TASK REQUIREMENTS: Determine how many lines in the data below contain the word "grassy". Respond with that number alone.
=-=-=
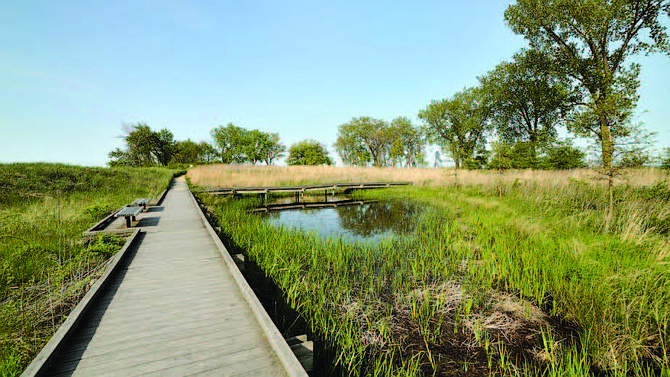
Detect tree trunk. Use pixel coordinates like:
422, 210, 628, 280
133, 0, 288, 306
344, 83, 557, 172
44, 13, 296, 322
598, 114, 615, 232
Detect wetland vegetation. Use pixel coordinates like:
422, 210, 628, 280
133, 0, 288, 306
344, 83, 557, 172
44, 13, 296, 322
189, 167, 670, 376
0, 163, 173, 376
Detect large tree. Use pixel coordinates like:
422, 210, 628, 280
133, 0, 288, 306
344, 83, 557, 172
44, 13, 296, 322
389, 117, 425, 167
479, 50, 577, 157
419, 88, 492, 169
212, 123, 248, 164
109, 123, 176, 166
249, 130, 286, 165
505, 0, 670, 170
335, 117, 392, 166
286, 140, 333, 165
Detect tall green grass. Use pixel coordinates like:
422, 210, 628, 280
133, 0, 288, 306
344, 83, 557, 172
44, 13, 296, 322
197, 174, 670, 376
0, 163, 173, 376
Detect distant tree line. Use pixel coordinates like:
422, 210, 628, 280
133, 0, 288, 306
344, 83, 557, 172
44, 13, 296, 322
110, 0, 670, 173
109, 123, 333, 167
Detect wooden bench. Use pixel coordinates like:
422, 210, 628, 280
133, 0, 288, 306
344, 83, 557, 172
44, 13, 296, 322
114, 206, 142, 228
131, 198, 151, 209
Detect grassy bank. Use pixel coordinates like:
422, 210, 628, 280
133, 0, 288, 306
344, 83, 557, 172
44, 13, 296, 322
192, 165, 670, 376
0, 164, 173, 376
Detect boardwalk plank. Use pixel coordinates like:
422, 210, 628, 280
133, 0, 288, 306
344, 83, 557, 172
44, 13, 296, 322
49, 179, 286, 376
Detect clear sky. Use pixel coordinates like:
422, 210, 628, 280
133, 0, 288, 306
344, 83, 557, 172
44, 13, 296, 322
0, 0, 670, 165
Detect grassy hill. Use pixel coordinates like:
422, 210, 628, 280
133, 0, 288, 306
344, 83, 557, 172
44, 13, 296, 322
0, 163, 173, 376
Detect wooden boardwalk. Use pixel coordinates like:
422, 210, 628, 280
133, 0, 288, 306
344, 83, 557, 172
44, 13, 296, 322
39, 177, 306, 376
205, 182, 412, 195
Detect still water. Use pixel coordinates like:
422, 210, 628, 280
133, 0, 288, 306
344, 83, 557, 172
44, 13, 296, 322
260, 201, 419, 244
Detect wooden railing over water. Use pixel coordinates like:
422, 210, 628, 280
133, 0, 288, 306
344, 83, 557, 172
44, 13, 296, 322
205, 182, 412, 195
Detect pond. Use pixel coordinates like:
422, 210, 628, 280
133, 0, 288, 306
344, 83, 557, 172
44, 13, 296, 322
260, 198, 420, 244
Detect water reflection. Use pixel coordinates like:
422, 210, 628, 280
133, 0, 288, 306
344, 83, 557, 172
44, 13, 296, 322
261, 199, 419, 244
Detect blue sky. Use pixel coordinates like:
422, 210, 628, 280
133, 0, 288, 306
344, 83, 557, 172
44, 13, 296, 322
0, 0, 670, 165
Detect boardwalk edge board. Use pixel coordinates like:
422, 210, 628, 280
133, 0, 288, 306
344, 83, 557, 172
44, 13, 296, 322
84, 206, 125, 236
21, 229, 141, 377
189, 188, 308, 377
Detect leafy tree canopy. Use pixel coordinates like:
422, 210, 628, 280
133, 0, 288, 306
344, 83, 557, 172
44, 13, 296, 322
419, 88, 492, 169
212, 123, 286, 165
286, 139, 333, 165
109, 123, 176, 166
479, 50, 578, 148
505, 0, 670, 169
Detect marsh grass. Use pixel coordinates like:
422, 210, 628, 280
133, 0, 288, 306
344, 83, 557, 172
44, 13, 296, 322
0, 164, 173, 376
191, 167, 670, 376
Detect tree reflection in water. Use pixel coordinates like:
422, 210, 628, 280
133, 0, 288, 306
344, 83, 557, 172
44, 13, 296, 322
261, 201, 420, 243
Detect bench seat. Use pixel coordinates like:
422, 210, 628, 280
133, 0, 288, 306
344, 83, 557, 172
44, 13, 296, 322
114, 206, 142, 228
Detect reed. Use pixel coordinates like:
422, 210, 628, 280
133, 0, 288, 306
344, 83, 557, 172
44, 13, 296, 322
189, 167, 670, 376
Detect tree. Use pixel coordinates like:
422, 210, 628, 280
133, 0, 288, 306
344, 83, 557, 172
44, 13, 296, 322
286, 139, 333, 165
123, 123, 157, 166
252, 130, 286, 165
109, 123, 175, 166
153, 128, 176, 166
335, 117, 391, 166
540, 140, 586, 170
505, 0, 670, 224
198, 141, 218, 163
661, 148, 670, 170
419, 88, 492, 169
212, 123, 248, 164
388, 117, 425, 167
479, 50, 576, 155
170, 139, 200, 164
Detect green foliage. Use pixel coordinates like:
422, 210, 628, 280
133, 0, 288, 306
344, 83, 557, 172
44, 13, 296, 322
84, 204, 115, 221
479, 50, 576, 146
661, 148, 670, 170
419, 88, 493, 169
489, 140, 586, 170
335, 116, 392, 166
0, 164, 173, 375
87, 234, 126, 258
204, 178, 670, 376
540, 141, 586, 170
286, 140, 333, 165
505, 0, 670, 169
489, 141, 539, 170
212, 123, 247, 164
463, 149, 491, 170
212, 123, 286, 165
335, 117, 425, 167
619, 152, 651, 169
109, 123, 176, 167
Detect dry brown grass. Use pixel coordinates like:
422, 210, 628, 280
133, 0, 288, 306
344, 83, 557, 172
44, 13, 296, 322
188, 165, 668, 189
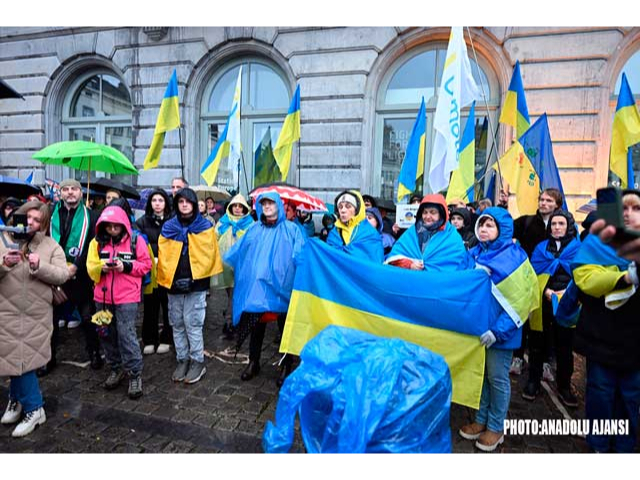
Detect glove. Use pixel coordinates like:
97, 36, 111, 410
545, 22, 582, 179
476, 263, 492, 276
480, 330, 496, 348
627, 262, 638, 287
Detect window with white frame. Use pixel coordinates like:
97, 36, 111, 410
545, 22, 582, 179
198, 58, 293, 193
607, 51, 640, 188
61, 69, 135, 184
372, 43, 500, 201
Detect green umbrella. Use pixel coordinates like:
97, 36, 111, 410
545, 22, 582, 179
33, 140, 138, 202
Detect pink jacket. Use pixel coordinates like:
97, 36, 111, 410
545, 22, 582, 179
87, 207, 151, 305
=-=-=
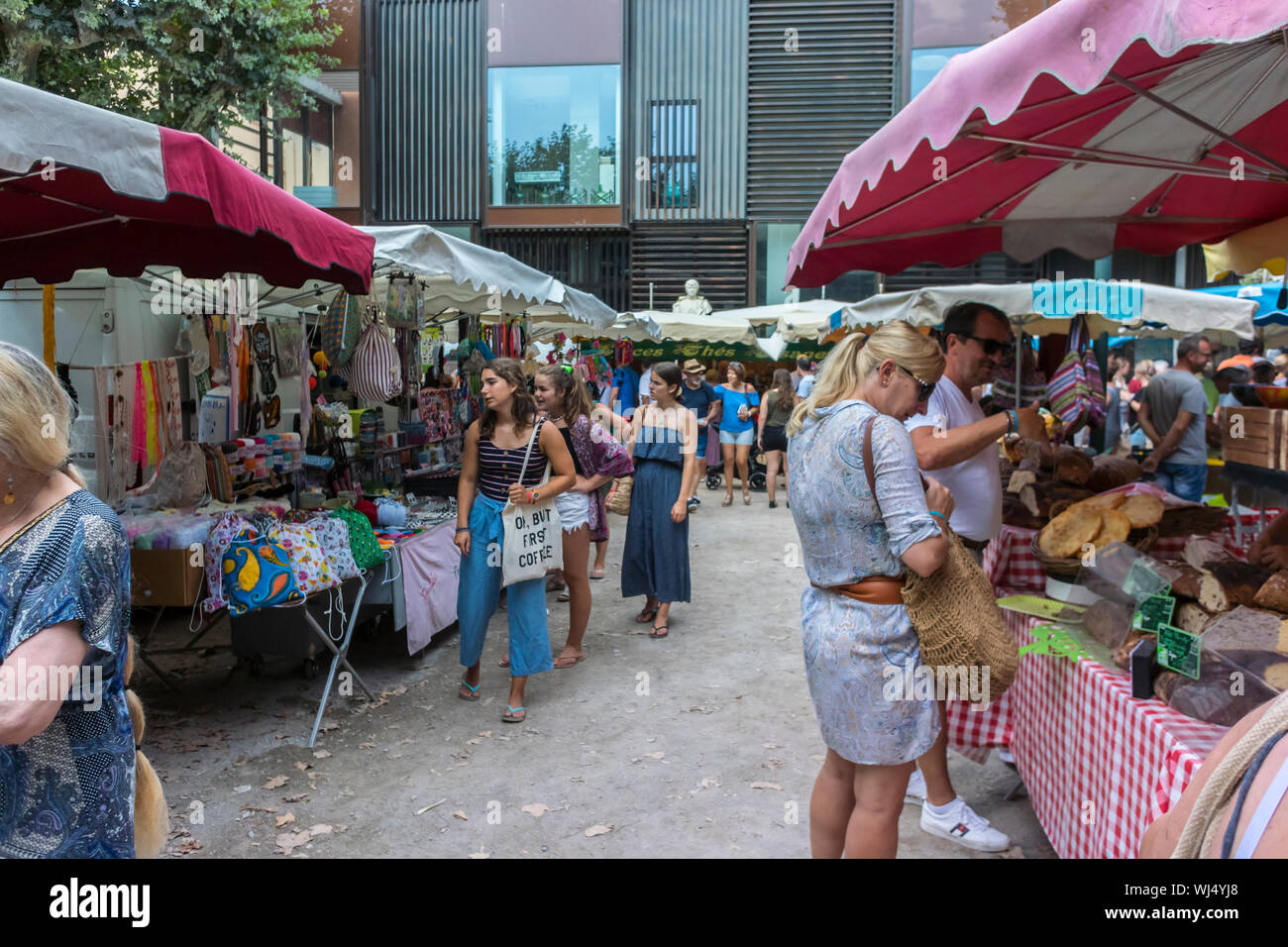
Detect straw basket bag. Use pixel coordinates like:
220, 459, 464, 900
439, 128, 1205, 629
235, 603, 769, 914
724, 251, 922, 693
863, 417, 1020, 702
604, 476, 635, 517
=-=-=
OUTPUT OF THE TASK: 2